■ Assigned task 1 ■
Rewrite the paragraph of the reading-room quiz post that begins "Answer: Wrong! There were 603 million." as a short bulleted list that keeps its main facts.
■ Assigned task 2 ■
Retype the passage of the reading-room quiz post from "Question 2: In" to "place in Europe?", word for word.
■ Assigned task 3 ■
Answer these questions using the reading-room quiz post:
(a) In which city is the Chetham library?
(b) What is the title of the final volume in the French Summer Novels Series?
(c) In what year was the first Christmas at the Villa that the writer has been wondering about?

[[ Source extract, beginning ]]

So dear readers, here’s a little reading room quiz:

Question 1: Who wrote The Communist Manifesto?

Answer: Right! It was indeed Karl Marx and Friedrich Engels.

Question 2: In which reading room did they work together in the 1840s?

Answer: Wrong! It wasn’t the Rylands (I thought it was until our visit). However it was in Manchester, at another famous library, the Chetham, the oldest public library in the English-speaking world. (See why we like Manchester?)

Question 3: In the year The Manifesto was published (1848), how many revolutions took place in Europe?

The window alcove at Chetham’s where Marx and Engels worked Courtesy of user KJP1 Wikimedia Commons https://commons.wikimedia.org/wiki/File:Chetham%27s_Library_-_The_Marx,_Engels_alcove.jpg

Answer: Wrong! There were 603 million. (OK, I’m lying, just wanted to check you were paying attention). It is however true that during that momentous year (known also as The People’s Spring) populations all over Europe took to the barricades in an unprecedented wave of revolutionary fever (most of them hadn’t heard of the Communist Manifesto).  Not just France, but Poland, Austria, Germany, Italy, Sicily , Denmark and elsewhere, people rose up demanding the downfall of traditional rulers and the implementation of social reforms such as the right to vote, to strike, the freedom of speech and the press etc.

Final Question: what on earth has all this got to do with Villa Julia?

Answer: It all started with Jacqui Brown...

When this admirable Francophile bookworm and blogger reviewed the final volume in the French Summer Novels Series, Biarritz–Villa Julia, back in May, she wrote:

‘I was sad to get to the end and realise there will be no more,’ (Aw!) ‘What next, Laurette?’

I hesitated to reply with the unvarnished truth–‘I intend to assume a recumbent posture on the terrace, a chilled margarita to hand, and listen to the song of the nightingale.’ It didn’t sound very professional. Also, she had touched a chord. I too was a bit sad. I opted for a cagey response:

‘What next? Well (coy smile) it was supposed to be The End, but lately I’ve been wondering what that first Christmas in 1899 would have been like at the Villa, with the arrival of the young Provençale bride for whom it was named, Julia herself…

The terrace beckons the Mollusk

Even as I flopped on to the chaise longue and the first notes of the nightingale reached my ears, its melody was drowned by a nasty creature that popped into my head waving a placard and shouting ‘Don’t forget the Protestant Ethic!’ before continuing a rant about hardening arteries, belly fat, safe alcohol guidelines, and dying brain cells ‘Get back to the computer and do some work, you mollusk!’ it finally shrieked.

Though I womanfully ignored it, a little seed had been planted. Soon the seed sprouted leaves. Olive leaves. In its branches, insects sang (crickets and cicadas) A perfume rose up, wild thyme, lavender, juniper and sage, suspiciously like the Mediterranean garrigue.

[[ Source extract, end ]]
[[ Material shown, beginning ]]

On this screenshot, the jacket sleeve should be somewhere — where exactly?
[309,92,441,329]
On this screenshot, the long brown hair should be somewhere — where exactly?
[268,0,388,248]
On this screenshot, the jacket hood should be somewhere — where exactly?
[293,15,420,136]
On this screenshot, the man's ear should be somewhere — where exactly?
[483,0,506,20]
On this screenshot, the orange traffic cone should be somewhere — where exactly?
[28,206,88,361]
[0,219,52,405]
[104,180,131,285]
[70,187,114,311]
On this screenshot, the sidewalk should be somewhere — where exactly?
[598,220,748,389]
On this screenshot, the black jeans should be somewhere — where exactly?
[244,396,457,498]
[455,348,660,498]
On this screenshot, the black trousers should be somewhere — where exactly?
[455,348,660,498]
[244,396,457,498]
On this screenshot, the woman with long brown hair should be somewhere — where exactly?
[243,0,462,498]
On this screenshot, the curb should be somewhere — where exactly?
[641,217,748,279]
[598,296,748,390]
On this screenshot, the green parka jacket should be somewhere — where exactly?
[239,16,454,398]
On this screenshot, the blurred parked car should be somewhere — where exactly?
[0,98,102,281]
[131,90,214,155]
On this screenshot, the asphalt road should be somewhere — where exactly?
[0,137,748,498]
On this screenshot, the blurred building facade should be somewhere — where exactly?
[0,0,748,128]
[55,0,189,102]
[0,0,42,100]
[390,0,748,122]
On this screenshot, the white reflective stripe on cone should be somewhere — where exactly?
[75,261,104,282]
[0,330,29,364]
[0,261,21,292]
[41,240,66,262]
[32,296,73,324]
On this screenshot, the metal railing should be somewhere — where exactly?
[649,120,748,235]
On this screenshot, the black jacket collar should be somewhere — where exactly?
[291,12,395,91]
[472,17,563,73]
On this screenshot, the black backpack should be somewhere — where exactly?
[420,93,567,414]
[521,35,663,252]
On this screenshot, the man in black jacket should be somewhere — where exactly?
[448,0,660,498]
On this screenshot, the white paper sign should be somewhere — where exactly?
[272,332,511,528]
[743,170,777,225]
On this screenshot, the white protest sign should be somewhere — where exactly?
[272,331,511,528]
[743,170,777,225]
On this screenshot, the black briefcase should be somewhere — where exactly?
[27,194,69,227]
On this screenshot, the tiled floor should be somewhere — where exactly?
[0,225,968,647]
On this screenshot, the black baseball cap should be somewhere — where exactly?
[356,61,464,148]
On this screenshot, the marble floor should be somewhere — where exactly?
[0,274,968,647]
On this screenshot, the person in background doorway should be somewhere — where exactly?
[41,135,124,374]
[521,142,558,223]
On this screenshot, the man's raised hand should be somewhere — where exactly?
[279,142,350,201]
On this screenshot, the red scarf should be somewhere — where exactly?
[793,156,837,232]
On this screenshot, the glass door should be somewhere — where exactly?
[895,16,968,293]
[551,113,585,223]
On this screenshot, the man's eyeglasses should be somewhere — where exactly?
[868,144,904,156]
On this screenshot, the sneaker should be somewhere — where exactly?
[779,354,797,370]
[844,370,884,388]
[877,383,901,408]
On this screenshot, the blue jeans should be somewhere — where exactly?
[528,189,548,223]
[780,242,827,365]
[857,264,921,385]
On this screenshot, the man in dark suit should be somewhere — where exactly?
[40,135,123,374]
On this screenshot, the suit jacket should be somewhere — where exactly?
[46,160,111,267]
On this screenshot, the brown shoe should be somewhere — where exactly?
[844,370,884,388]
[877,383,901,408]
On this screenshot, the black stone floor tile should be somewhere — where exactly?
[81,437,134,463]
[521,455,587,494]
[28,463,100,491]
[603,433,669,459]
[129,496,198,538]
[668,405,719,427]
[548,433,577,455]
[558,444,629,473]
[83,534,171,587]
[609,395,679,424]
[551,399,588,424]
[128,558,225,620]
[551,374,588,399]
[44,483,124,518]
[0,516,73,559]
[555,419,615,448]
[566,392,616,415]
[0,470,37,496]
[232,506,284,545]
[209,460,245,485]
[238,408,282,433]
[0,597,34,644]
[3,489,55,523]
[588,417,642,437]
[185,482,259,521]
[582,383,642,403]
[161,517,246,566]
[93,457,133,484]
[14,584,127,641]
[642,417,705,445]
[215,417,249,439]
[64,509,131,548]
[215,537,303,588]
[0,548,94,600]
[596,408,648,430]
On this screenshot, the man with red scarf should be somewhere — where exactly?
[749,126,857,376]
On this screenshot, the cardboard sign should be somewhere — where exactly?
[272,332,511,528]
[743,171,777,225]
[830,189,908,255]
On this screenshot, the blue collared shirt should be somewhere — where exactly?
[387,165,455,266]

[[ Material shown, end ]]

■ Exercise answer 1 ■
- The figure of 603 million is a joke, meant to check that readers were paying attention.
- In 1848, a year also known as The People's Spring, populations all over Europe took to the barricades in an unprecedented wave of revolutionary fever.
- Most of them hadn't heard of the Communist Manifesto.
- Uprisings took place in France, Poland, Austria, Germany, Italy, Sicily, Denmark and elsewhere.
- People demanded the downfall of traditional rulers and social reforms such as the right to vote and to strike and the freedom of speech and the press.

■ Exercise answer 2 ■
Question 2: In which reading room did they work together in the 1840s?

Answer: Wrong! It wasn’t the Rylands (I thought it was until our visit). However it was in Manchester, at another famous library, the Chetham, the oldest public library in the English-speaking world. (See why we like Manchester?)

Question 3: In the year The Manifesto was published (1848), how many revolutions took place in Europe?

■ Exercise answer 3 ■
(a) Manchester
(b) Biarritz–Villa Julia
(c) 1899